» **Source document**:
On Friday, Sept. 4, the Mississippi Supreme Court issued an order allowing plea hearings in felony cases to be conducted by video conference to reduce the spread of COVID-19 in jails.
Chief Justice Mike Randolph signed Emergency Administrative Order 16, which said trial judges have the discretion to use interactive audiovisual equipment to conduct plea hearings “in the interest of balancing the health risks presented by COVID-19 with the courts’ constitutional and statutory duty to remain open and accessible.”
The Supreme Court said that video conferencing for a plea hearing can be done only if a defendant willingly agrees to this method, and only if the defense attorney is physically present with the defendant. The Court issued these requirements:
- a full record of the proceedings shall be made, which may include an electronic recording (digitally or on tape);
- after consultation with counsel, the defendant shall provide written consent to the use of “interactive audiovisual equipment” during the proceedings;
- the court shall determine that the defendant knowingly, intelligently, and voluntarily agrees to appear at the proceeding by interactive audiovisual means; and
- counsel shall be physically present with the defendant during the proceedings, with each taking appropriate and/or mandated measures to minimize the potential transmission of COVID-19 (e.g., face coverings over the nose and mouth; social distancing), and provisions shall be made to allow for confidential communications between the defendant and counsel before and during the proceeding.
On March 25, the Mississippi Attorney General and the State Public Defender filed a joint motion requesting the Supreme Court to adopt a temporary rule suspension that would allow felony plea hearings, sentencing hearings and probation violation hearings to be done by way of interactive audiovisual equipment. The request was made to prevent the introduction of COVID-19 into jails. On March 26, the Supreme Court declined to allow plea hearings by video conference, but agreed to temporarily suspend Rule1.8(c) of the Mississippi Rules of Criminal Procedure to allow sentencing hearings and probation violation hearings to be conducted by video conference.
The president of the United States signed the CARES Act the next day, March 27. The CARES Act authorized federal courts to use video conferencing, under certain circumstances, for various criminal proceedings during the COVID-19 emergency, including felony pleas.
The Supreme Court said it would reconsider the issue of trial courts using video conferences to conduct plea hearings Aug. 5. The Court told the Attorney General and the State Public Defender to provide more information via supplemental briefs.

» **Material supplied**:
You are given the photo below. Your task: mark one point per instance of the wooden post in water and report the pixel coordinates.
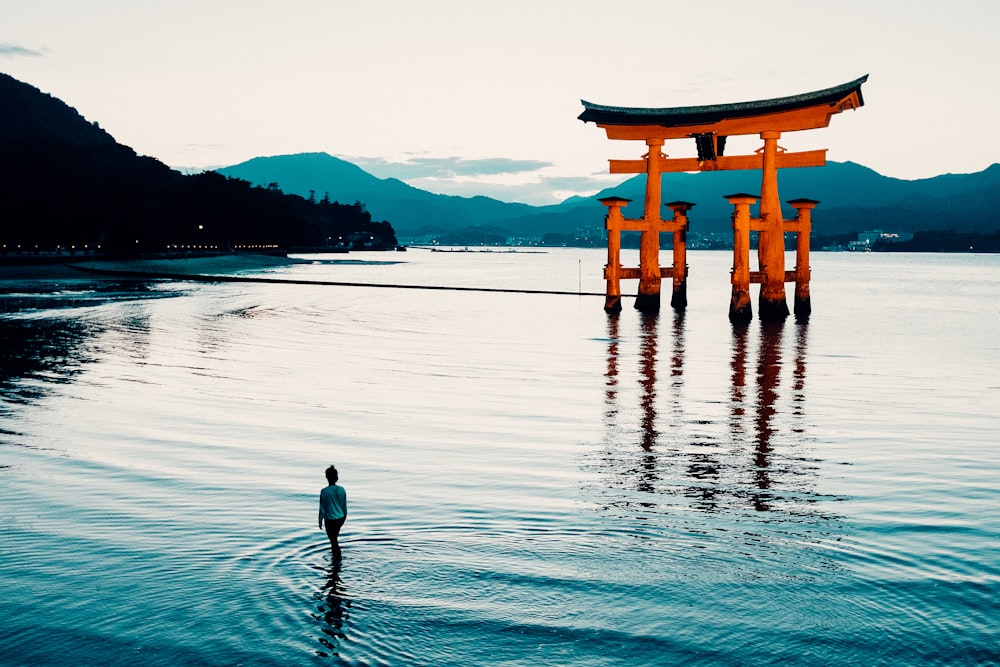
(613, 269)
(802, 226)
(740, 310)
(648, 298)
(678, 299)
(771, 242)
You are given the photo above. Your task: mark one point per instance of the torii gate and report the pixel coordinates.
(709, 126)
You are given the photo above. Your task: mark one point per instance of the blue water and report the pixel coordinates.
(530, 481)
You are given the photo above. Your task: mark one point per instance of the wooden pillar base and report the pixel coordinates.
(740, 310)
(802, 308)
(648, 303)
(772, 310)
(678, 300)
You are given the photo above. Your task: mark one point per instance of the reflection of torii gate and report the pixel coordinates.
(710, 125)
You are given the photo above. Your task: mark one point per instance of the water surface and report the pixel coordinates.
(530, 481)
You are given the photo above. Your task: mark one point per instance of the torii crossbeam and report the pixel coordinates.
(710, 126)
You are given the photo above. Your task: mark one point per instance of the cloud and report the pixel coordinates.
(541, 190)
(9, 50)
(445, 167)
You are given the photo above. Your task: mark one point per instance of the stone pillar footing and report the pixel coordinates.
(740, 310)
(772, 310)
(802, 308)
(647, 303)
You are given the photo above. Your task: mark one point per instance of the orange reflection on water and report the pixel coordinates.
(744, 468)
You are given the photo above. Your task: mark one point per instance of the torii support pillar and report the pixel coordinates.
(613, 269)
(771, 241)
(678, 298)
(648, 298)
(740, 310)
(802, 226)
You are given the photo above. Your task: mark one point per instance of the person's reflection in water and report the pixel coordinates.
(333, 612)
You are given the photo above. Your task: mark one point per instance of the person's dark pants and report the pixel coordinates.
(333, 527)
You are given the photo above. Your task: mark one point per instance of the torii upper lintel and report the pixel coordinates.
(806, 111)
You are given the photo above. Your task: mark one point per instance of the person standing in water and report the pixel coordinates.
(333, 509)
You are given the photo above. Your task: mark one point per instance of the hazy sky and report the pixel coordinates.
(481, 97)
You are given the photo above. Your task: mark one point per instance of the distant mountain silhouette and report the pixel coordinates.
(411, 210)
(852, 198)
(67, 184)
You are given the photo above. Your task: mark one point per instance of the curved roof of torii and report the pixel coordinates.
(698, 118)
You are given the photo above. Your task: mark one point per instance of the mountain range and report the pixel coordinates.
(852, 197)
(70, 182)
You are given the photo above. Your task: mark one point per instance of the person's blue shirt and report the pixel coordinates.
(332, 503)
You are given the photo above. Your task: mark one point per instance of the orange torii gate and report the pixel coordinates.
(710, 126)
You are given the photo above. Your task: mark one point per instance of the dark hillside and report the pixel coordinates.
(65, 183)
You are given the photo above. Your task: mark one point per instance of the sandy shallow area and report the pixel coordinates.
(216, 265)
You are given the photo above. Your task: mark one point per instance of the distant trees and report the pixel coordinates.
(59, 197)
(66, 183)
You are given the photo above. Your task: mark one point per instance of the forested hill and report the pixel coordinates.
(64, 182)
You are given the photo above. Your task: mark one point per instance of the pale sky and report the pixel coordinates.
(481, 96)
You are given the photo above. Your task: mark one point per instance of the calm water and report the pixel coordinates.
(530, 482)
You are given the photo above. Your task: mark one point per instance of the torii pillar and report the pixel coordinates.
(771, 240)
(648, 298)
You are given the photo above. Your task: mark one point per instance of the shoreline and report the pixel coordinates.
(76, 268)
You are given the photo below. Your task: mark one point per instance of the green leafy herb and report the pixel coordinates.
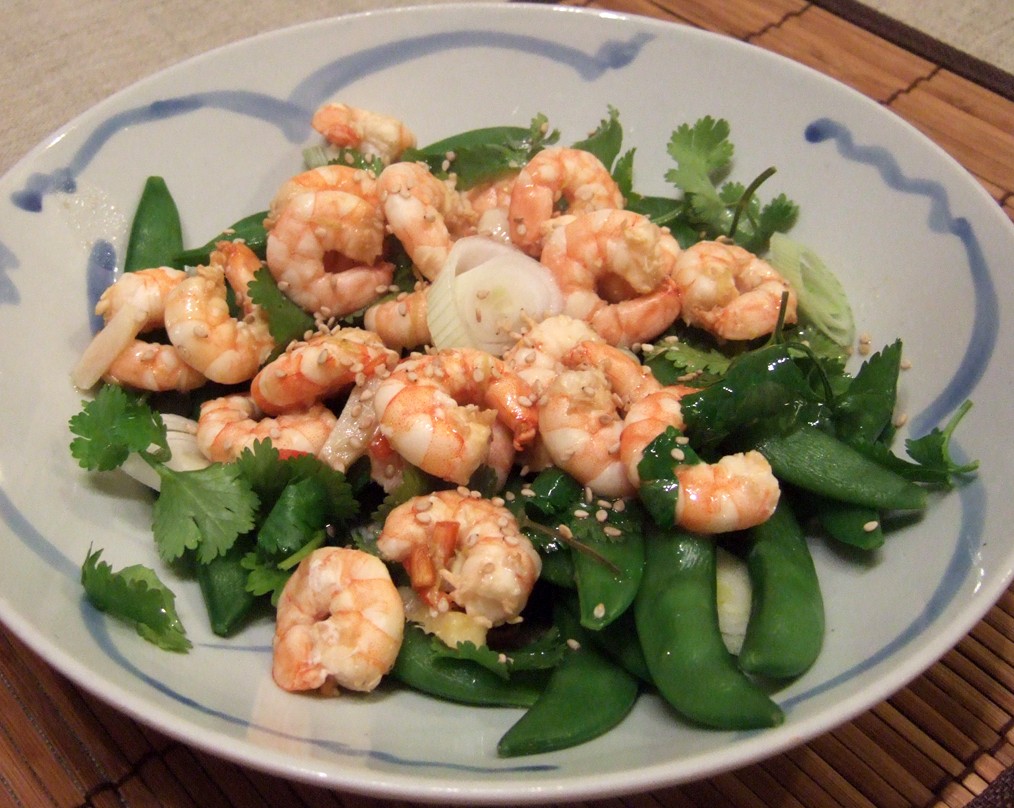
(932, 451)
(136, 595)
(286, 320)
(204, 511)
(112, 426)
(606, 140)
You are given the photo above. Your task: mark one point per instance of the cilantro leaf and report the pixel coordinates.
(933, 450)
(606, 140)
(704, 155)
(136, 595)
(204, 510)
(286, 320)
(112, 426)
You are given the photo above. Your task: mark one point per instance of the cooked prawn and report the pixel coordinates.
(200, 324)
(614, 268)
(153, 366)
(134, 304)
(574, 175)
(736, 493)
(230, 424)
(537, 354)
(730, 292)
(462, 552)
(646, 419)
(401, 321)
(324, 252)
(145, 291)
(357, 181)
(317, 368)
(373, 134)
(582, 412)
(580, 428)
(430, 410)
(340, 621)
(490, 204)
(629, 379)
(423, 212)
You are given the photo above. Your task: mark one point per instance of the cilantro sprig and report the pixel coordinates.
(136, 595)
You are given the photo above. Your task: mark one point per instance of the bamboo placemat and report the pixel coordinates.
(940, 741)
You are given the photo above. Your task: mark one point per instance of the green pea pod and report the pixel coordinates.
(223, 587)
(786, 629)
(249, 229)
(586, 695)
(606, 585)
(816, 461)
(155, 234)
(422, 667)
(620, 643)
(676, 616)
(857, 525)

» **Exercise**:
Retype the passage of the Mississippi court order article that starts with "On March 25, the" and continues through "by video conference.".

» **Your response**:
On March 25, the Mississippi Attorney General and the State Public Defender filed a joint motion requesting the Supreme Court to adopt a temporary rule suspension that would allow felony plea hearings, sentencing hearings and probation violation hearings to be done by way of interactive audiovisual equipment. The request was made to prevent the introduction of COVID-19 into jails. On March 26, the Supreme Court declined to allow plea hearings by video conference, but agreed to temporarily suspend Rule1.8(c) of the Mississippi Rules of Criminal Procedure to allow sentencing hearings and probation violation hearings to be conducted by video conference.